**Selected excerpt**

The American Indian Studies Department at UNCP will partner with the Native Nations Institute at the University of Arizona to host ‘We Still Remain,’ a conference focused on the promotion of Southeast indigenous research, scholarship and collaboration.
The two-day virtual conference scheduled for March 25-26 will gather indigenous and non-indigenous students and scholars from education, social sciences, STEM and humanities to examine areas of tension in research affecting Southeast indigenous communities.
The event will be co-hosted by Drs. Mary Ann Jacobs, chair and associate professor of the American Indian Studies Department and Danielle Hiraldo, senior researcher at the Native Nations Institute. UNCP alumnae Hannah Goins, a second-year law student at the University of Arizona, will assist in coordinating the conference and developing outputs.
This opportunity was made possible through the National Science Foundation (NSF) Dear Colleague Letter: Build and Broaden: Enabling New Social, Behavioral and Economic Science Collaborations with Minority-Serving Institutions. Jacobs and Hiraldo see this partnership as a way for two minority-serving institutions that have experience with engaging Native communities to highlight an Indigenous population that is often forgotten in Native studies.
“The We Still Remain Conference came out of a desire to really address the research knowledge that tribes and tribal communities need right now,” Jacobs said, “The pandemic has underscored the need to better understand tribal communities in forgotten places like the Southeast. We are the indigenous people who remained in the Southeast. We should be at the forefront of shaping the research that is done about and for us.”

**What you need to do**
**A)** According to the announcement, on what dates is the virtual conference scheduled?
**B)** Rewrite the announcement from "The event will" to "and developing outputs.", replacing "second-year" with "third-year".

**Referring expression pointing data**

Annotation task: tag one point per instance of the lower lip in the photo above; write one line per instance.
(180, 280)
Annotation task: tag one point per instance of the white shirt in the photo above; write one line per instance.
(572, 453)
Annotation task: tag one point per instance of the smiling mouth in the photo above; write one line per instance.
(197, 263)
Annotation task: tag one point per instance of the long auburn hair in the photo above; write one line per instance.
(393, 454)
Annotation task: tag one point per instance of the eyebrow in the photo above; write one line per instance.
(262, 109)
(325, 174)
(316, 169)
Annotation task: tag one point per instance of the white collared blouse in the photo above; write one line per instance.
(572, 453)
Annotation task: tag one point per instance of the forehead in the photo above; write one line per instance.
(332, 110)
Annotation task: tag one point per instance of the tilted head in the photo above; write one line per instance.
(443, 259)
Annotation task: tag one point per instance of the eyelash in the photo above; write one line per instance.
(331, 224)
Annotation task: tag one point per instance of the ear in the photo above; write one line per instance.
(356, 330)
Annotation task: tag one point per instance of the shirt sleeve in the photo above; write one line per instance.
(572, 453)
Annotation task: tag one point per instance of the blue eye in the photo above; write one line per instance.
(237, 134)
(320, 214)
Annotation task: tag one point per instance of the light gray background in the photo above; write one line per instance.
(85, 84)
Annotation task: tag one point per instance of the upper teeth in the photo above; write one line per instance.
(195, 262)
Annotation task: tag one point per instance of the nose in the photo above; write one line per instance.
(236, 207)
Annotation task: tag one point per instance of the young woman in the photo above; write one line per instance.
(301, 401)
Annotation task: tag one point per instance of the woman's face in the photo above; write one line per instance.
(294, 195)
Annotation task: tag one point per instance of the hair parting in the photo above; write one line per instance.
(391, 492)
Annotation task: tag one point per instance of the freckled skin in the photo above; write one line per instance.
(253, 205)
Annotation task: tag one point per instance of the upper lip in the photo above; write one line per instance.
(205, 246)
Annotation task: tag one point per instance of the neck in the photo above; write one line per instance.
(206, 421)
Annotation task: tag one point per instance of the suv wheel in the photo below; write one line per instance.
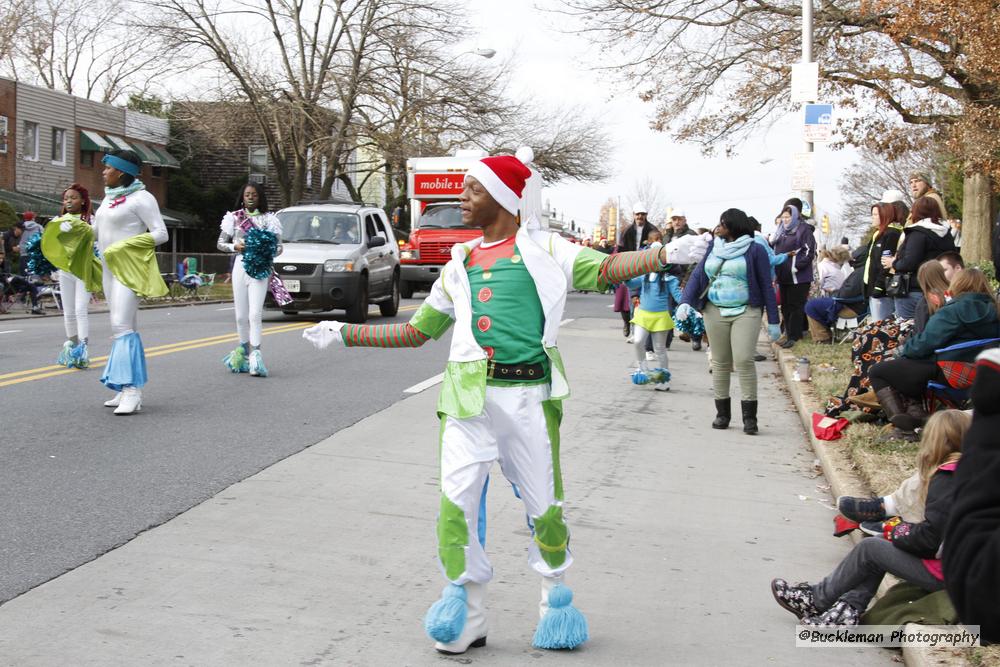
(358, 311)
(391, 307)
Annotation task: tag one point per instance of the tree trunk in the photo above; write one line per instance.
(977, 219)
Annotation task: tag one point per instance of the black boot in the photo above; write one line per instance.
(895, 409)
(723, 413)
(749, 417)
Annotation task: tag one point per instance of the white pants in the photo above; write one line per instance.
(75, 300)
(520, 429)
(248, 298)
(659, 346)
(122, 302)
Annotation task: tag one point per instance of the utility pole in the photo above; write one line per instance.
(807, 58)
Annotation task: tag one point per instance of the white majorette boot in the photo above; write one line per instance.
(131, 401)
(454, 636)
(560, 624)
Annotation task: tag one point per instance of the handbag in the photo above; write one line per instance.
(898, 285)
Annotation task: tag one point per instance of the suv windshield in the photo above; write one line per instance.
(440, 215)
(334, 227)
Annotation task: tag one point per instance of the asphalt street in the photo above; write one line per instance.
(77, 481)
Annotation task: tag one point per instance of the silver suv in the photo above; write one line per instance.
(338, 256)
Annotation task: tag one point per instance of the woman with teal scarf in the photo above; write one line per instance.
(731, 286)
(128, 227)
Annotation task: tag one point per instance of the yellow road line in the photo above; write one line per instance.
(43, 372)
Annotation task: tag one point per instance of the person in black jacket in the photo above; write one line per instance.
(925, 239)
(972, 536)
(908, 550)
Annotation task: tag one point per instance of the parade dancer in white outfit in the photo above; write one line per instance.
(248, 292)
(128, 226)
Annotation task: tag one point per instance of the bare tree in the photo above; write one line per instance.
(718, 69)
(55, 46)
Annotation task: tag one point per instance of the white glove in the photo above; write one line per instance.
(683, 312)
(324, 333)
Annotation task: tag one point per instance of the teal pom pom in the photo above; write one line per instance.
(37, 263)
(563, 625)
(237, 361)
(260, 247)
(445, 619)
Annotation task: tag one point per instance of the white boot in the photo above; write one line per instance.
(474, 633)
(131, 401)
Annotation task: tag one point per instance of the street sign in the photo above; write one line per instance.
(803, 171)
(819, 122)
(805, 82)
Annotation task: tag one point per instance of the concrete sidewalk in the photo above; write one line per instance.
(328, 557)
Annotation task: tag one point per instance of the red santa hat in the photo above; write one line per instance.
(504, 177)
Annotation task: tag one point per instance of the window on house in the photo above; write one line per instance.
(58, 146)
(258, 159)
(30, 141)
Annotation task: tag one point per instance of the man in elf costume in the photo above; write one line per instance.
(503, 387)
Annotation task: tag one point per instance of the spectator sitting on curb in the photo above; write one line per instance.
(909, 551)
(972, 537)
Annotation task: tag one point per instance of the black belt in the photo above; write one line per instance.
(497, 371)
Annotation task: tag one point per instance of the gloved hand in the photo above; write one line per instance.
(324, 333)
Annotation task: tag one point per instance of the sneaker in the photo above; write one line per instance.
(872, 528)
(840, 614)
(797, 599)
(861, 509)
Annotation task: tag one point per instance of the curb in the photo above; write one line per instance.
(844, 480)
(149, 306)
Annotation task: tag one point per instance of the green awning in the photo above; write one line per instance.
(147, 154)
(44, 207)
(167, 160)
(119, 143)
(92, 141)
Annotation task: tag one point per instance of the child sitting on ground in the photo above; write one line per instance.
(909, 550)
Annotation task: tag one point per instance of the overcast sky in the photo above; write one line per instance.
(553, 67)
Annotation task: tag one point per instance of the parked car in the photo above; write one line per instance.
(338, 256)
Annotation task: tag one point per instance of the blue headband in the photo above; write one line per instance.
(121, 165)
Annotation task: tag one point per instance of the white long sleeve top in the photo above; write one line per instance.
(138, 214)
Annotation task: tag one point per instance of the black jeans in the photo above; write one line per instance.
(907, 376)
(857, 577)
(793, 309)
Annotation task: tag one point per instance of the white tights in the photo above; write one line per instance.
(75, 300)
(123, 304)
(659, 346)
(248, 298)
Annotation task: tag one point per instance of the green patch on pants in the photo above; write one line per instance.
(552, 536)
(453, 537)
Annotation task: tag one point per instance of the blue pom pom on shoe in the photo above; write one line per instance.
(445, 620)
(563, 626)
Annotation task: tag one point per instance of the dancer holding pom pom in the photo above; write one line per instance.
(68, 243)
(253, 233)
(502, 394)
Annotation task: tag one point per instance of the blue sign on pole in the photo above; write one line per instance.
(819, 122)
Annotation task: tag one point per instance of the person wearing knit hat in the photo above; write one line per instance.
(503, 388)
(68, 244)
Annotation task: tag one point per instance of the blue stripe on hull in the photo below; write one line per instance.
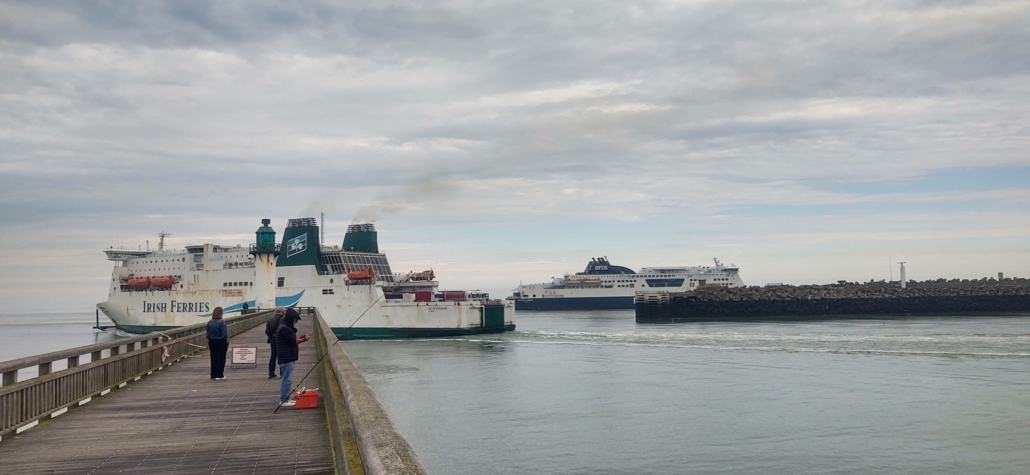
(582, 303)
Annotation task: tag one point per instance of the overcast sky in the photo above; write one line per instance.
(502, 142)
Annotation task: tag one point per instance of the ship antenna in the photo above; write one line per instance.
(161, 243)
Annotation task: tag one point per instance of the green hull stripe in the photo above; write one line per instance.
(364, 333)
(380, 333)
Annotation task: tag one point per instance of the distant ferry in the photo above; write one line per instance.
(603, 285)
(352, 286)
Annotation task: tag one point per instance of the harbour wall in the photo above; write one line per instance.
(833, 301)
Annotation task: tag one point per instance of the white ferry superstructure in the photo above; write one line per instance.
(352, 285)
(604, 286)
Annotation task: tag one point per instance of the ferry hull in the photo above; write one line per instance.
(576, 303)
(365, 300)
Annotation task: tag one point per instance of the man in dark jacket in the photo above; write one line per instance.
(288, 350)
(270, 328)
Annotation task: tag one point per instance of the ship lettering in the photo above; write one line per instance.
(187, 307)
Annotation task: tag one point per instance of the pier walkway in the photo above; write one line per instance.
(147, 405)
(180, 420)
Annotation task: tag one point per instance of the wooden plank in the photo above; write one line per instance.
(179, 420)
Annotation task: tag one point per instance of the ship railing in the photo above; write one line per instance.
(361, 430)
(69, 378)
(253, 247)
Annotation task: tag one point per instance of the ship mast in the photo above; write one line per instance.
(161, 243)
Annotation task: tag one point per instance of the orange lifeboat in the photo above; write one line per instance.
(364, 274)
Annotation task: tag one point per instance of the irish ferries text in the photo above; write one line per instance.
(174, 306)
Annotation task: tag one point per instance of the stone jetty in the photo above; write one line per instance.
(873, 299)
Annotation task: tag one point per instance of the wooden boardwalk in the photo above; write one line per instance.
(178, 420)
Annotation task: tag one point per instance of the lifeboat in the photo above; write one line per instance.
(364, 274)
(424, 275)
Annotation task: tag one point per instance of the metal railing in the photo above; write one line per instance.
(358, 423)
(33, 399)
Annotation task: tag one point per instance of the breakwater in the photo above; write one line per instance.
(837, 300)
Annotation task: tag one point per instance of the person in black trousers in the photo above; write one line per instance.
(217, 342)
(270, 328)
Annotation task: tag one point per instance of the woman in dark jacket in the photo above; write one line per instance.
(217, 342)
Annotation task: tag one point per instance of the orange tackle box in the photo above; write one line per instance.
(307, 399)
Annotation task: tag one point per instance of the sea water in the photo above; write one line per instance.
(29, 334)
(595, 393)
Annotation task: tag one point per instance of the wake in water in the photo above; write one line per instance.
(949, 345)
(940, 345)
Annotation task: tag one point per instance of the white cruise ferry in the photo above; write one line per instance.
(352, 285)
(603, 285)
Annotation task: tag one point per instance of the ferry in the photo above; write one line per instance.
(604, 286)
(352, 286)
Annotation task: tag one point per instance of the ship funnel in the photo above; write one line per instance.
(362, 238)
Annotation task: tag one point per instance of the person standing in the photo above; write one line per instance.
(270, 327)
(217, 342)
(288, 350)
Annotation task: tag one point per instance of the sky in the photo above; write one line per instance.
(510, 141)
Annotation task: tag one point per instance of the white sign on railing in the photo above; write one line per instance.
(245, 355)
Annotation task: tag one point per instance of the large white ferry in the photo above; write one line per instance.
(603, 285)
(352, 286)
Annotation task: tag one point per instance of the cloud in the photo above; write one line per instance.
(191, 116)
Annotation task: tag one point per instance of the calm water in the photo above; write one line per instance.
(28, 334)
(595, 393)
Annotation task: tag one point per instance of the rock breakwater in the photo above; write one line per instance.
(834, 301)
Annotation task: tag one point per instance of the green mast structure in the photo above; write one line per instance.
(266, 239)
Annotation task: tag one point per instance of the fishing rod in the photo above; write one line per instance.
(325, 353)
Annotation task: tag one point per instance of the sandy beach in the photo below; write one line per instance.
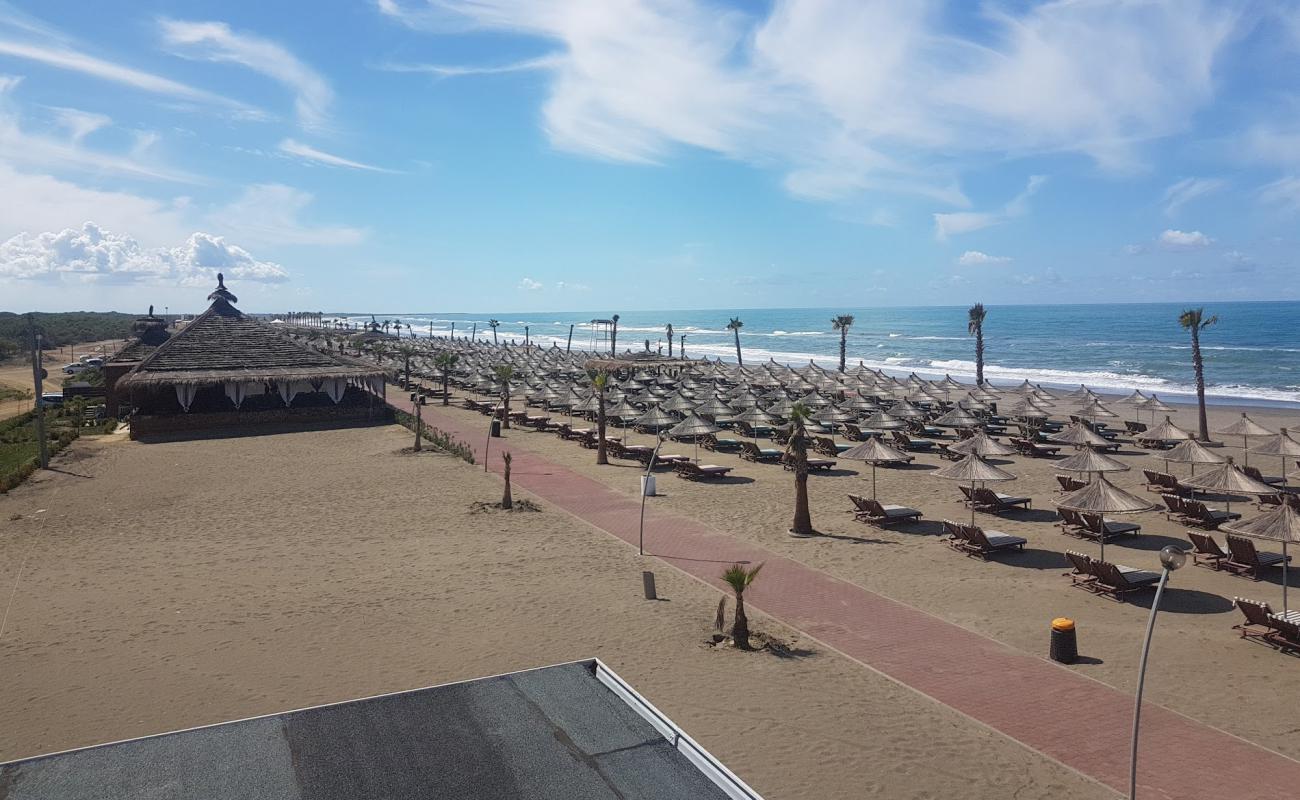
(167, 586)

**Numbered answers**
**A)** March 25-26

**B)**
The event will be co-hosted by Drs. Mary Ann Jacobs, chair and associate professor of the American Indian Studies Department and Danielle Hiraldo, senior researcher at the Native Nations Institute. UNCP alumnae Hannah Goins, a third-year law student at the University of Arizona, will assist in coordinating the conference and developing outputs.